* **Jobs**
1) Summarize the film review in two sentences.
2) In the records, scale the coordinates in the answers by 0.6 across the stretch from the line containing "Please annotate the pink" through the line containing "<point>451,369</point>", rounding to whole numbers with halves going up. Give only those lines again, requests included.

* **Text block**
The investigation goes slowly on, piece by piece, and all of them matters. The background intrigue is settled in Africa, where French soldiers are held hostages by rebel forces in Congo. The shadow "Mr. Africa" for the french Presidency, Victor Bornand, wonderful André Dussolier, has to deliver weapons as ransom to free the hostages, but the plane delivering the cargo is shot down somewhere over Congo. Bornand will then have to find who's trying to burn him with this potential scandal, in the middle of the presidential campaign.

From these premises, we follow a young police officer, Rachida Brakni (delivering a bluffing performance), who's investigation on the murder of a young woman leads to a particular "Madame", manager of a very select escort-agency. Who happens to be intimate with our Mr. Africa.

* **Entries supplied**
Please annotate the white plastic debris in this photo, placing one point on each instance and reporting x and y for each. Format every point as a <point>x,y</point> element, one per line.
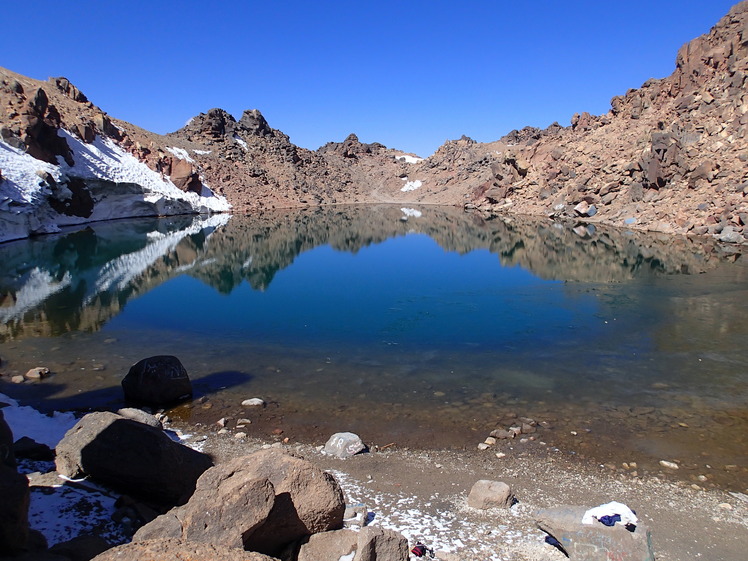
<point>610,509</point>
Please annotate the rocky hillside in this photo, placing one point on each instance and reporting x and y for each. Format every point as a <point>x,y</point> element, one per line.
<point>670,157</point>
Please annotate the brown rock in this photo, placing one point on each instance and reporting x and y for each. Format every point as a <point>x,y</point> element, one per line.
<point>307,500</point>
<point>368,544</point>
<point>176,550</point>
<point>226,508</point>
<point>490,494</point>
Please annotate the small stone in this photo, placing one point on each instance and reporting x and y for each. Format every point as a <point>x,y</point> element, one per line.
<point>344,444</point>
<point>502,434</point>
<point>490,494</point>
<point>37,373</point>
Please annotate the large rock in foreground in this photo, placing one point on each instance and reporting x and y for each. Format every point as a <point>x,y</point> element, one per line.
<point>176,550</point>
<point>262,502</point>
<point>130,457</point>
<point>157,380</point>
<point>594,542</point>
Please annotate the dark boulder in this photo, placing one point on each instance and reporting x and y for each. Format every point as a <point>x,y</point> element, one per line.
<point>131,457</point>
<point>7,456</point>
<point>29,449</point>
<point>157,380</point>
<point>14,510</point>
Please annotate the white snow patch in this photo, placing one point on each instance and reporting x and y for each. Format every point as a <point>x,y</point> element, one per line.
<point>63,512</point>
<point>27,421</point>
<point>37,287</point>
<point>411,185</point>
<point>120,272</point>
<point>180,153</point>
<point>408,159</point>
<point>240,141</point>
<point>445,530</point>
<point>135,189</point>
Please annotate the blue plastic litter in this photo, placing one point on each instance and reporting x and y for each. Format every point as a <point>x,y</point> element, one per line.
<point>610,520</point>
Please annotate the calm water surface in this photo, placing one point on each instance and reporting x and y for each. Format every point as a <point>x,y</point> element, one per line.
<point>430,331</point>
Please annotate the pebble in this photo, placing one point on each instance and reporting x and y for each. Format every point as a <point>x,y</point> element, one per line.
<point>37,373</point>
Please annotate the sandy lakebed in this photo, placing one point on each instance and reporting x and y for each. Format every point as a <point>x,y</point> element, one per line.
<point>423,494</point>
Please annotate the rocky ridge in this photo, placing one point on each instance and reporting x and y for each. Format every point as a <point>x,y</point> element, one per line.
<point>669,156</point>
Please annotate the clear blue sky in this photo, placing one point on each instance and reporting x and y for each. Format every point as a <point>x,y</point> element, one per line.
<point>408,74</point>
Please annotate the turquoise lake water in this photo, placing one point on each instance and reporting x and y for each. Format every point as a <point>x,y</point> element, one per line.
<point>429,330</point>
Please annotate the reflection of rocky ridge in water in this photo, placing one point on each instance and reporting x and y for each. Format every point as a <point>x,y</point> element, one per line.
<point>78,281</point>
<point>255,248</point>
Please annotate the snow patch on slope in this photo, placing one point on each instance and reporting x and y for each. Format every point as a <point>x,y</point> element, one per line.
<point>180,153</point>
<point>408,159</point>
<point>411,185</point>
<point>120,185</point>
<point>240,141</point>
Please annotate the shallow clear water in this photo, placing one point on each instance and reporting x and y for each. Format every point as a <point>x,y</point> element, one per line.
<point>428,331</point>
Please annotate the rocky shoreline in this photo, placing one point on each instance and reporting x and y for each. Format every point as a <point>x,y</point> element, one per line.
<point>423,496</point>
<point>668,157</point>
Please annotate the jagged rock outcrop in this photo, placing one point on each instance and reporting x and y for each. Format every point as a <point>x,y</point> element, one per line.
<point>64,161</point>
<point>669,156</point>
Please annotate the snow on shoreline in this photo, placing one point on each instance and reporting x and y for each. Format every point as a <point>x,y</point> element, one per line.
<point>411,185</point>
<point>126,187</point>
<point>27,421</point>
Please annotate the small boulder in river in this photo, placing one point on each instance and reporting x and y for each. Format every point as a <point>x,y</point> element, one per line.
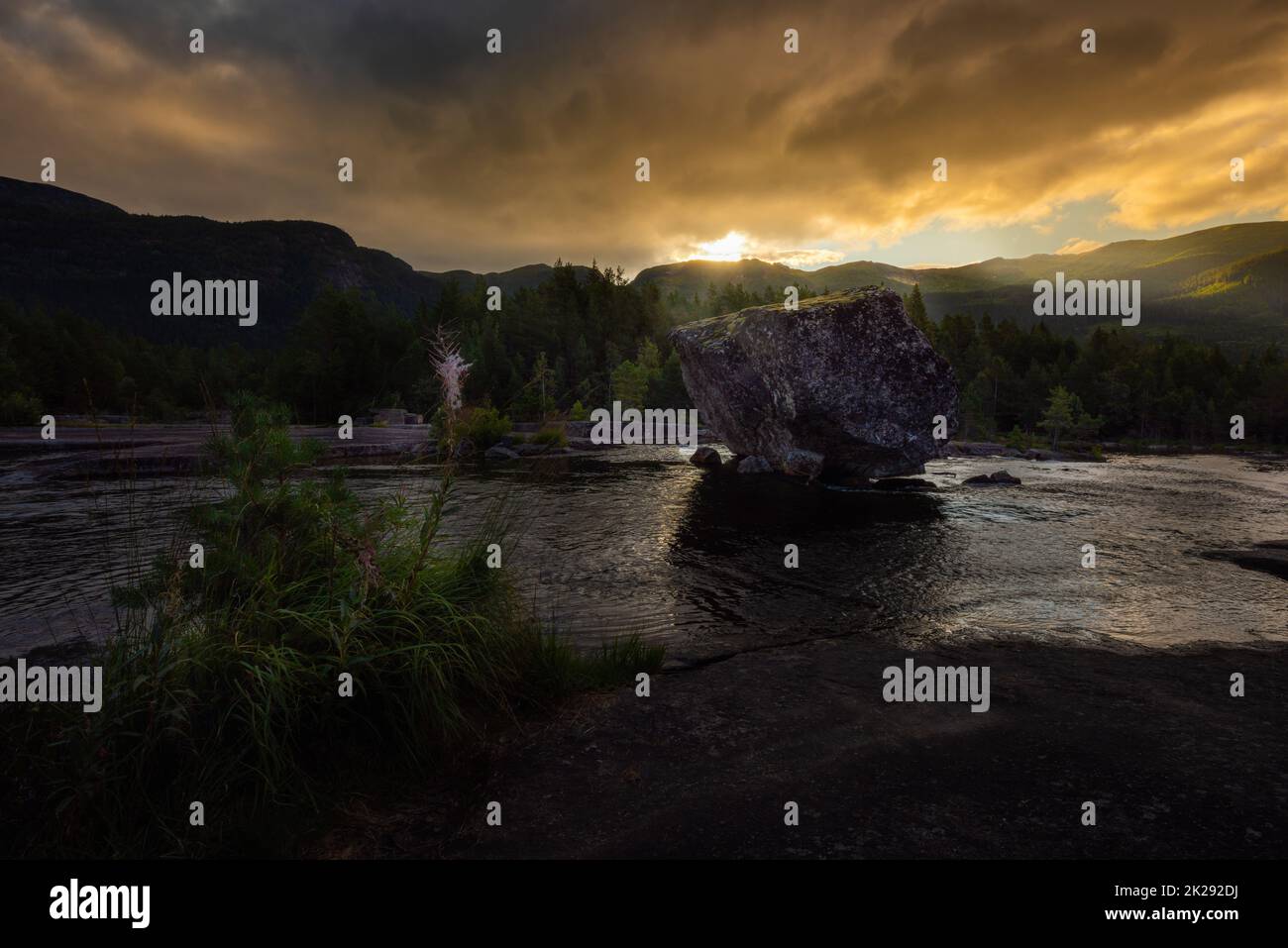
<point>1003,478</point>
<point>845,384</point>
<point>704,458</point>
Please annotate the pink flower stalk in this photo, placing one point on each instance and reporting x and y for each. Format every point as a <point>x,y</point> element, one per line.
<point>451,369</point>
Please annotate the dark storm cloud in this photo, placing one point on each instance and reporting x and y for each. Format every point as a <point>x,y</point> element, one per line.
<point>488,161</point>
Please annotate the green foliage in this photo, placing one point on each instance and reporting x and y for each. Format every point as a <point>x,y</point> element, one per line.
<point>223,685</point>
<point>630,384</point>
<point>483,427</point>
<point>915,307</point>
<point>1128,384</point>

* **Final answers**
1) French soldiers are held hostage by rebel forces in Congo, and when the plane delivering weapons as their ransom is shot down, Victor Bornand, the French presidency's shadow "Mr. Africa" played by André Dussolier, must find who is trying to burn him with this potential scandal in the middle of the presidential campaign. Meanwhile, a young police officer played by Rachida Brakni investigates the murder of a young woman, and the case leads to the manager of a very select escort agency who is intimate with Bornand.

2)
Please annotate the pink flower stalk in this photo, placing one point on each instance and reporting x and y for each. Format every point as a <point>x,y</point> element, one per line.
<point>271,221</point>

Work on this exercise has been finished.